**Work instructions**
Retype the entire listing, keeping every word as it is.

**Records to process**
== == ==
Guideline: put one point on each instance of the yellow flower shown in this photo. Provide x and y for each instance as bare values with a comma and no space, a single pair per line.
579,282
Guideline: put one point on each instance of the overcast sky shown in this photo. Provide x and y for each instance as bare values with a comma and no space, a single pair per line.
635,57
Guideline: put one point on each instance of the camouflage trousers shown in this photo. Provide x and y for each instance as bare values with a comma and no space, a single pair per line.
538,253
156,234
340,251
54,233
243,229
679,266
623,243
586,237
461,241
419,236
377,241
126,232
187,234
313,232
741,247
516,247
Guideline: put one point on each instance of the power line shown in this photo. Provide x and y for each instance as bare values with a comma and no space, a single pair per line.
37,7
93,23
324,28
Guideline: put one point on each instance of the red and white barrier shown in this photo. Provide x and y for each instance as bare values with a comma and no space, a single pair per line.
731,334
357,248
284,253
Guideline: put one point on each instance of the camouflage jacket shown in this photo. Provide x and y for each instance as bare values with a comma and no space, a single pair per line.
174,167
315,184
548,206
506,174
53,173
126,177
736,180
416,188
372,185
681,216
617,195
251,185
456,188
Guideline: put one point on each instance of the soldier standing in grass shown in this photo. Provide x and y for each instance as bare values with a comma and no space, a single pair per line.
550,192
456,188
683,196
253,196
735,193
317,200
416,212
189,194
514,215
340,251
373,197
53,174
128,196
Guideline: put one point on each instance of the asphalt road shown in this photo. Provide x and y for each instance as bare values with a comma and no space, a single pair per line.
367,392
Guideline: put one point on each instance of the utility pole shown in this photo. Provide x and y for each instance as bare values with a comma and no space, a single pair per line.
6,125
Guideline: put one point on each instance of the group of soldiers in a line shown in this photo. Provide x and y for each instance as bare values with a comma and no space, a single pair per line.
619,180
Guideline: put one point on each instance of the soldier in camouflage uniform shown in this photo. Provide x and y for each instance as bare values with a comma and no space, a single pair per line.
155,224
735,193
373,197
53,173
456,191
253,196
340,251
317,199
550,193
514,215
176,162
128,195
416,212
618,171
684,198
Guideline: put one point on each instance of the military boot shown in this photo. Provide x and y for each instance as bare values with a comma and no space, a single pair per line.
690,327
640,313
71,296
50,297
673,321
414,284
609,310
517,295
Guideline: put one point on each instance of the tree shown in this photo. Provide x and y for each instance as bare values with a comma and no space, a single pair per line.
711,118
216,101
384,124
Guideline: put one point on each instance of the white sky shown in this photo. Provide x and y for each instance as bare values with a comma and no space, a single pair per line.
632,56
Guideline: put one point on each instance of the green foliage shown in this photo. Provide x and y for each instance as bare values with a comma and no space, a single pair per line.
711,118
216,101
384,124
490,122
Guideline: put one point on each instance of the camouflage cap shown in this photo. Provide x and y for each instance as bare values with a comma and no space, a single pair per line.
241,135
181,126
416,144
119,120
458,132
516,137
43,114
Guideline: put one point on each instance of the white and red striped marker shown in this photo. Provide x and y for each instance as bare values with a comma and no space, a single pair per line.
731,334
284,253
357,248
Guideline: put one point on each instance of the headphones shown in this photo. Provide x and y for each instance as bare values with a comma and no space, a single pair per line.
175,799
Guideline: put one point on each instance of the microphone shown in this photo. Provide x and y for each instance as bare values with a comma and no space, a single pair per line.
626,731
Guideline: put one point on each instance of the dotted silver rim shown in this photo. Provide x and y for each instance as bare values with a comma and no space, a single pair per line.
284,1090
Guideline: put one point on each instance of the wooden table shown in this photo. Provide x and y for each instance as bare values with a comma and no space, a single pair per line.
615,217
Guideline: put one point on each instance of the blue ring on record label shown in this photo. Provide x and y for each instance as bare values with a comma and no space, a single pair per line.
== == ==
**Output for this task**
Guideline: put one point on each instance of the yellow flower shown in this photo. Provide x and y for each instance as bare values with a comma and no space, a single pair per line.
579,282
Guideline: put one point on each instance of the overcast sky shown in this photo. Provide x and y for each instance as bare values with a comma and no space, a single pair per line.
635,57
Guideline: put one point on each instance of the camouflage trousers shown in this photo. Provide x and y for each instance as bare values with a comma and no space, a single pair per line.
538,253
156,234
340,251
54,233
243,229
679,266
623,243
586,237
461,241
419,236
377,241
126,232
187,234
313,232
741,247
516,247
Guideline: put one point on each instance of the power line shown in this photo. Provide x and y for each instance as bare values with a comma and no space, a single pair per line.
37,7
93,23
324,28
Guideline: put one point on each instance of the red and white barrier shown in this photo. Provide x and y for each instance as bare values with a comma and no space, a single pair per line.
731,334
357,248
284,253
Guideline: put one point on each instance of the camouflage jacket shown in this photo. Provide x and y for each instance as bare values with a comma and no space, a single pair per line.
174,167
315,184
548,206
506,174
53,173
126,177
736,180
416,188
372,185
681,216
617,195
251,185
456,188
Guideline: put one point on each instance of the soldier standing in grass shown in this photo. Provide x and y for each instance as bare values with a comma and no space, a single pair per line.
550,192
456,188
683,196
253,196
735,193
317,200
416,212
189,194
514,215
340,251
373,197
53,174
128,196
Guideline: put one point on each instance of the asphalt road shown in this photo. Provide x and y for each instance as bare values with a comma and no space, a single pair per line.
367,392
Guideline: put one point on each instance of the utility pole shown in this photo. Provide x and y for each instance as bare values with a comma and no space, a single pair per line.
6,125
Guideline: put one point on each instance of the group of soldiers in a line shown in this photo. Provide x and y for each instance as bare values with a comma and no space, a single pair per line.
619,180
Guideline: put one point on each instance of the soldier in camouflage uniform shown in this photo. Provide x and y for each instance as bare values with a comma and no space, a single pair per line.
155,224
735,193
373,197
53,173
456,191
253,196
340,251
317,199
550,193
514,215
176,162
128,195
416,212
618,171
684,198
Guideline: put one point on each instance of the military boot shown in this photo. Provide x and y for each instance as bare values with a comma and no space, a single pair per line.
690,327
640,313
71,296
50,297
673,321
414,284
609,310
517,295
Guideline: put one point on each instance of the tree shown in this photo. Provide x and y for each instance as bare values with a comma and no space, a single pair per line.
711,118
216,101
384,124
Guideline: put one point on each instance of the white sky shown in this photo. Provide x and y for each instance as bare values with a comma and no space, a single pair per line.
632,56
Guideline: put one point on each instance of the green foliage shown in this photo. Provide x and y for each instance as bare values with a comma and no space, a single pair per line.
711,118
216,101
384,124
490,122
Guideline: put one point on each instance of the camouflage cap shown in this photo. Provide x and y for each instance as bare values with a comma and no space, a single pair per line.
241,135
181,126
416,144
119,120
458,132
516,137
43,114
Guideline: put one point on each instance of the white and red striped marker shown in this photo. Provide x and y for each instance as bare values with a comma and no space, a single pair per line.
731,334
284,253
357,248
Guideline: put one point on each instance of the headphones shown in this photo. Provide x and y for each instance as bare values with a comma and no space, a single pair per line.
175,799
Guideline: put one point on each instance of the microphone shown in this photo. Provide x and y for each instance as bare values with a comma and no space, a single pair per line.
626,731
Guideline: put one point on each instance of the dotted silver rim shown in this photo. Provide x and y for each instance as bare values with a comma and no space, a single pair per line.
284,1090
Guideline: put one point on each instance of the wooden table shown in this photo. Provide x and y for each instance as bare values with a comma and no space, a single pair per line.
615,217
Guideline: put one point on each instance of the blue ring on record label shown in this photo. Provide x and y for each instance as bare values with a comma and no space, a single pair per line.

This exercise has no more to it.